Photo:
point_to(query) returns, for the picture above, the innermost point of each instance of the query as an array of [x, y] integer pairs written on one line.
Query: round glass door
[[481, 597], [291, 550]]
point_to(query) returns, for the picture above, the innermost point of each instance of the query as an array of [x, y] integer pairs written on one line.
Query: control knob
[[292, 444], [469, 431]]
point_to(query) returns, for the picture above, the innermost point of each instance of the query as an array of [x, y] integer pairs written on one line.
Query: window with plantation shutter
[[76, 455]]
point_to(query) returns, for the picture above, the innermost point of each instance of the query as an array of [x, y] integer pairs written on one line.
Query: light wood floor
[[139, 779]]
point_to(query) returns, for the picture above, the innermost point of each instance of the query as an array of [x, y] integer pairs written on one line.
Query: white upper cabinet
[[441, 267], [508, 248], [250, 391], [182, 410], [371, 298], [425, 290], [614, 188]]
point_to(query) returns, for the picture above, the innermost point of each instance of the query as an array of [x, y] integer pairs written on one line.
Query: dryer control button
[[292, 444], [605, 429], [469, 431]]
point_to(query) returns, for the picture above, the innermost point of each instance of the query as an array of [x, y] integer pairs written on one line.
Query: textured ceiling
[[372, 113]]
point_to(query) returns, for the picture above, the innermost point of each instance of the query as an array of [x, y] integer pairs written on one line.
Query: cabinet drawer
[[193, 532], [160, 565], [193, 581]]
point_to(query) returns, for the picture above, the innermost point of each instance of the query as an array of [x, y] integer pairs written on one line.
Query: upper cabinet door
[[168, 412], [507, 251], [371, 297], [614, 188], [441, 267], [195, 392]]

* **WHAT YOU HAVE TO DO**: Rewrite the entries above as a JSON list of strings with one string per line, leaving out any blank lines.

* **SOLUTION**:
[
  "Photo:",
  "point_to(query) returns, for the picture above, the innermost point of each instance of the query as an array of [x, y] integer pairs written on one line.",
  "Query: round glass door",
  "[[481, 597], [291, 550]]",
  "point_to(query) returns, for the picture above, the innermost point of each instance of the query as an array of [x, y] integer pairs written on one line.",
  "Query: control knob",
  "[[292, 444], [469, 431]]",
  "point_to(query) returns, for the picture above, the innermost point of each instance of the query as an array of [x, y] integer pairs written on one line.",
  "Query: window with plantation shutter",
  "[[76, 455]]",
  "point_to(query) returns, for the picture above, the innermost point of each instance of the query as an array of [x, y] integer pairs written on one line.",
  "Query: light wood floor",
  "[[139, 779]]",
  "point_to(query) returns, for the picture above, the innermost point of each instance of the query as an array of [x, y] integer pairs written on one line.",
  "Query: white upper cabinet",
  "[[441, 267], [508, 248], [250, 391], [182, 410], [371, 298], [425, 290], [614, 188]]",
  "point_to(query) returns, for the picture above, the innermost point of each instance of the query as an array of [x, y] integer pairs written on one line.",
  "Query: dryer control button",
  "[[292, 444], [605, 429], [469, 431]]",
  "point_to(query) returns, for the picture above, the innermost point of each instance of the query as an array of [x, y] integer pairs written on one line.",
  "Query: textured ceiling",
  "[[372, 113]]",
  "point_to(query) returns, for the picture above, the innermost point of each instance of the query as an array of [x, y] integer pairs written on one line.",
  "Query: cabinet drawer",
  "[[193, 532], [160, 565], [193, 581]]",
  "point_to(query) returns, for the picture above, the innermost point of each instance of the query as an array of [x, y] integer pairs written on one line.",
  "Query: upper cabinet door",
  "[[168, 412], [507, 251], [371, 297], [614, 188], [441, 267], [195, 392]]"
]